---------- Provided information
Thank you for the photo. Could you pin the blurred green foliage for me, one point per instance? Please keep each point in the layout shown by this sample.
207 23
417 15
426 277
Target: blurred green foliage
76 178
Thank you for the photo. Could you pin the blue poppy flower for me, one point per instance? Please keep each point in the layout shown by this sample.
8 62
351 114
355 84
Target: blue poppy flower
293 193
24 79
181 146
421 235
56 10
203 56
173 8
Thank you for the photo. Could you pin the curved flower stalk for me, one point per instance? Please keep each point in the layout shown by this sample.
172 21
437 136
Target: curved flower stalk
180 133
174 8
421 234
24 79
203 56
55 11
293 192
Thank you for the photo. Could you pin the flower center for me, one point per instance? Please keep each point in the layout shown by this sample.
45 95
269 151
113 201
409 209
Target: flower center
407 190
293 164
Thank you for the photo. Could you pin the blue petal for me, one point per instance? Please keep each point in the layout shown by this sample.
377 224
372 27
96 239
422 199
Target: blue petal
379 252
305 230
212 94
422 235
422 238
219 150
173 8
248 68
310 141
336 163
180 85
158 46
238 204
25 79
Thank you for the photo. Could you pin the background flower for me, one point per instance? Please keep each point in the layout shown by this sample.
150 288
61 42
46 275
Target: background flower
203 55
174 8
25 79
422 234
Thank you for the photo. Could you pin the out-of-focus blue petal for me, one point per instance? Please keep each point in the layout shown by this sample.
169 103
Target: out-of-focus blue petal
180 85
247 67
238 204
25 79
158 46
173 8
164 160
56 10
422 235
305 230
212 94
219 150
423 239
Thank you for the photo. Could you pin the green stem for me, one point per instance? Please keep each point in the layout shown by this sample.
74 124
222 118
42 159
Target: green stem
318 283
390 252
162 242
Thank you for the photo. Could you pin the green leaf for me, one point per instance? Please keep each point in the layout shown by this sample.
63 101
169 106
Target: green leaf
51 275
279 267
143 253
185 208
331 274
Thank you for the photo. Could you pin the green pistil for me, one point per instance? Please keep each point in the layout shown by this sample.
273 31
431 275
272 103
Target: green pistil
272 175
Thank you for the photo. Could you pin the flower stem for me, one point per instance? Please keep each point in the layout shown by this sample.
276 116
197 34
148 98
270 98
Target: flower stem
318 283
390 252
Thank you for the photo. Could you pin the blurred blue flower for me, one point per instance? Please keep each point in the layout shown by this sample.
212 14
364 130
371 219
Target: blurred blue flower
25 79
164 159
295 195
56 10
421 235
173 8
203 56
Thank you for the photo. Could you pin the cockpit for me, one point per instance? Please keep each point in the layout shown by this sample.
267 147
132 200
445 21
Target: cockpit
--------------------
Your task: Copy out the part of the items that opens with the line containing "Thank you for the photo. Could you pin the blue petal" and closes at the end of the items, both included, multiplying every answer coordinate by 1.45 and rounding to whole numbers, with halves rounded up. Keep all other lines as they are, including the sample coordinates.

Correct answer:
Thank you for the photo. Could you pin the blue petal for me, one point per instance? Please keep each point in the layout shown by this sample.
377 224
372 27
96 239
422 199
Target: blue petal
550 365
442 334
307 136
612 341
612 345
318 218
251 12
360 99
450 204
487 236
261 123
229 67
345 296
36 115
Thank you for the photo. Could you pin the background flower for me, one point per instance? Please keep each point in the layout shown by this sample.
150 288
61 42
46 275
Target: background flower
294 80
252 12
36 115
612 339
Thank you for the photo. Could you pin the out-of-focus blue petal for me, one point per instance? Please keep each point in the layout shown by this sample.
169 103
Target: out-of-focus blue petal
261 123
358 97
345 296
36 115
229 67
251 12
238 232
81 15
612 341
442 334
307 136
318 218
613 347
Thank you for the photo. Could you pin the green stem for me, one point per instance? Please keep each point in the layout shown by this sample.
74 124
222 118
42 159
Target: green stem
461 410
566 365
235 351
Thank you for the photo. Could you pin the green leaf for me, one point per instance? Please keep each point in the layout shown by this sample.
63 101
169 106
Target: green leaf
74 399
405 387
207 367
268 302
480 397
Thank you for the photo. Could you pin the green pistil for me, one point per instance? Please keep each point in the layout shown by this sample.
273 31
431 275
272 103
Target: green pistil
394 254
Thank you for the photo. Could you pin the flower stem for me, one point per instance? Please keep each point in the layout shown by this sample.
276 116
197 34
148 98
270 98
Target: flower stem
461 410
566 365
Thank you for the photo. Could you pin the blurred blue flower for me, one point per instance? Please keep each point in the layout shown by this sample.
212 14
364 130
371 219
Target: blurred blue flower
36 115
238 231
428 283
81 15
610 341
251 12
294 81
Thank you for the photo. Could you pin the cockpit for me, one point per instance? Please keep each point in the layout shown by this sample.
267 147
132 200
445 21
Target: cockpit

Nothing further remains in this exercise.